** Start of MATERIAL SHOWN **
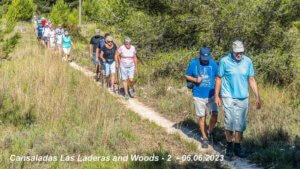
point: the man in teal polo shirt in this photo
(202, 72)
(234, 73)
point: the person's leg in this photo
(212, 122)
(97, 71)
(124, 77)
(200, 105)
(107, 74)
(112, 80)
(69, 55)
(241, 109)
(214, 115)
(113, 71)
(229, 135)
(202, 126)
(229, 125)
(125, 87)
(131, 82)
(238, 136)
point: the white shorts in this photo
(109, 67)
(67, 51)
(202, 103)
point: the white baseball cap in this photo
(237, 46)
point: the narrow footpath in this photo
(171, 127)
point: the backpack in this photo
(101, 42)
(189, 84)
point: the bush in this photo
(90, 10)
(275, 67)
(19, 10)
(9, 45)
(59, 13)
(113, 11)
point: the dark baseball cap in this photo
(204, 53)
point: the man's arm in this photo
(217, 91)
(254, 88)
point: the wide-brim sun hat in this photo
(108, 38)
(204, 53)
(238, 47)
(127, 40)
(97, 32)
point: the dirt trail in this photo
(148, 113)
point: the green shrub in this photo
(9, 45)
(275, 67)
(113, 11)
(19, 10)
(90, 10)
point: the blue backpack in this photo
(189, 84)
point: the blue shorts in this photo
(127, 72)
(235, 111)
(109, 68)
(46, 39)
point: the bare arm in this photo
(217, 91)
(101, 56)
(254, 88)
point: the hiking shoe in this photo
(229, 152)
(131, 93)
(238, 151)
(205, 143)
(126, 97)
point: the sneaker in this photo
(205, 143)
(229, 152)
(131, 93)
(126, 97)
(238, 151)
** End of MATERIAL SHOWN **
** Start of MATERIAL SHOWN **
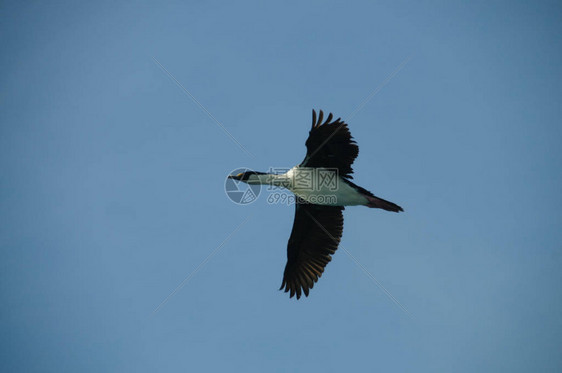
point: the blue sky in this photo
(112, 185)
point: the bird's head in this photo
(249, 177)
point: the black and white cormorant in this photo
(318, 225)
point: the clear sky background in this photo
** End of MATERIAL SHOWN **
** Start of MATERIAL SHOWN **
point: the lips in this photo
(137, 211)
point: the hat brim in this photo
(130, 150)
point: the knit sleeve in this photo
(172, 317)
** End of MATERIAL SHOWN **
> **BRIEF**
State how many lines of the rows contain the string "shorts", treating case as significant, and give only that number.

> **THE REPLY**
2